WHAT YOU WILL DO ::
Find each line in the entries that contains the word "clock", and copy those lines. Only matches with the same capitalization count.
· · · · · · ·
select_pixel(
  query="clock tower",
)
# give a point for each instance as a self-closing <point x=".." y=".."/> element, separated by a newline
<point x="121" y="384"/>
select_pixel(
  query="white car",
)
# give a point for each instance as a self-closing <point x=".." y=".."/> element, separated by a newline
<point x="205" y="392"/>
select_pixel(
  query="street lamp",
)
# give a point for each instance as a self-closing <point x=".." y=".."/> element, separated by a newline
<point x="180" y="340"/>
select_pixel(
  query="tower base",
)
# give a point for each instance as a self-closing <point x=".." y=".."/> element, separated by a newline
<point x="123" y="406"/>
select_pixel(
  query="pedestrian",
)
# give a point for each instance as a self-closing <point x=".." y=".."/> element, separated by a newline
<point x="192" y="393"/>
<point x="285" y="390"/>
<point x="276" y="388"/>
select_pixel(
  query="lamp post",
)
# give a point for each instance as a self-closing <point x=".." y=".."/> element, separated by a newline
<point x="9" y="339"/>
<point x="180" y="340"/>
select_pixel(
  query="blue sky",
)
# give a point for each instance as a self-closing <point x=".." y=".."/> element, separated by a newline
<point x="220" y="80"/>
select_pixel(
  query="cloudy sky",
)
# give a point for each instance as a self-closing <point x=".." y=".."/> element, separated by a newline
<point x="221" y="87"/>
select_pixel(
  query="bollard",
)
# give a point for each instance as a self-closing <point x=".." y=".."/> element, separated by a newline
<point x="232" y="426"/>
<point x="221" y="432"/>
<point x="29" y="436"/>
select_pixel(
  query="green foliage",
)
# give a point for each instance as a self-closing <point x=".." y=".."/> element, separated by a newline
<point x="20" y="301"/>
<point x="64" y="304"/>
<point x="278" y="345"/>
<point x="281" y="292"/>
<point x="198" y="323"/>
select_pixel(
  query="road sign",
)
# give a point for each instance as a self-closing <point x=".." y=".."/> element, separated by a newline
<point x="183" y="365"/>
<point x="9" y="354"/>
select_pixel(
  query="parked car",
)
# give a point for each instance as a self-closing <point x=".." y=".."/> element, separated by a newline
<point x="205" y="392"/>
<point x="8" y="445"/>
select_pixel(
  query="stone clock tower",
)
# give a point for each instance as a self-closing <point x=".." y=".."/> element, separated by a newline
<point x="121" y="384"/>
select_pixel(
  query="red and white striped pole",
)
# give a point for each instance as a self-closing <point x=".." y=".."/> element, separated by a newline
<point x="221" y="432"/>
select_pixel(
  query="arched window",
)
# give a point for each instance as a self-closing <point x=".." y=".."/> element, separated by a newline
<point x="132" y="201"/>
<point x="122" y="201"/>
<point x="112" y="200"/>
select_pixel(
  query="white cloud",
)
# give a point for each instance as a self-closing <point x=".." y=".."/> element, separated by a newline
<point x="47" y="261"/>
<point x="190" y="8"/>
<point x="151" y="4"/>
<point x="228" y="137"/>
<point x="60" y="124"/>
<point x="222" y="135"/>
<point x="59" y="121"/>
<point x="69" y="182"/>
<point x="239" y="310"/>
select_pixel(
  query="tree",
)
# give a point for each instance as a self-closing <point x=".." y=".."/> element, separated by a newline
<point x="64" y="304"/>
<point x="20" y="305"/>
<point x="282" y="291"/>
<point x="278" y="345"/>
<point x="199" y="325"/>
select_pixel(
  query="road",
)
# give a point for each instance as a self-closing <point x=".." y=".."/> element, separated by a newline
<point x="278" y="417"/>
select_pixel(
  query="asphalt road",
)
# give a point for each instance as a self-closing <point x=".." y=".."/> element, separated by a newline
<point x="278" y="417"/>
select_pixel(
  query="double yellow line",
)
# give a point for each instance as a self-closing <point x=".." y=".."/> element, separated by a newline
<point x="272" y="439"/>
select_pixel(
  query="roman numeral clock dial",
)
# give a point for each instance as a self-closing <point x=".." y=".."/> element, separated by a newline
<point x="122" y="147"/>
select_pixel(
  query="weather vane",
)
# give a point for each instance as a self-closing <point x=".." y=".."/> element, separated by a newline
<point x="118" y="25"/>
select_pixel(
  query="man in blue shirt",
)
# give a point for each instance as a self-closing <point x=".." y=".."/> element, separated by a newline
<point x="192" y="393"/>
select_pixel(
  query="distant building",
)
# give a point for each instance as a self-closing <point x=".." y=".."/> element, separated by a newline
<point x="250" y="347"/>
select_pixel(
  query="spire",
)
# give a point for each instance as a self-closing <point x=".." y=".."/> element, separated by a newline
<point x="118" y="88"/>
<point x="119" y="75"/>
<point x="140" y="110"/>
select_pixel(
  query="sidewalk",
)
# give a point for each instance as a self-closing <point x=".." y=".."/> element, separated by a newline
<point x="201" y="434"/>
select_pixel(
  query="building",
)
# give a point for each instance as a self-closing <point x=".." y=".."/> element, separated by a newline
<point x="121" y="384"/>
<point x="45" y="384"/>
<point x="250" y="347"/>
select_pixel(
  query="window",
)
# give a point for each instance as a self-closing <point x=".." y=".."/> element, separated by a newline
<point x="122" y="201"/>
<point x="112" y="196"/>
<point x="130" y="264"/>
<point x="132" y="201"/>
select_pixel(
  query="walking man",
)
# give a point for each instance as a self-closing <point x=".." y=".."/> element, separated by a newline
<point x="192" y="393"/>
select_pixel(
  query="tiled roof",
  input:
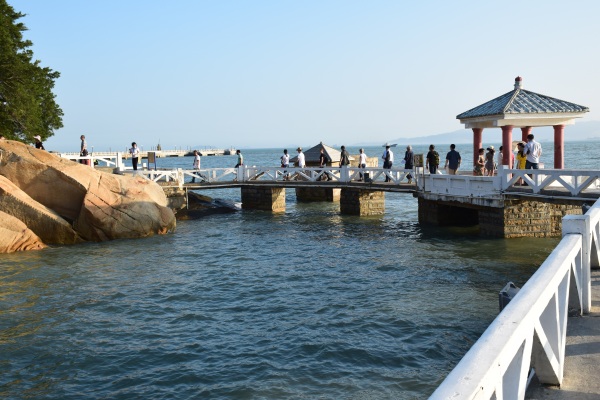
· · · · · · ·
TASK RESPONSE ::
  query="clock tower",
  query="stone clock tower",
  query="roman numeral clock dial",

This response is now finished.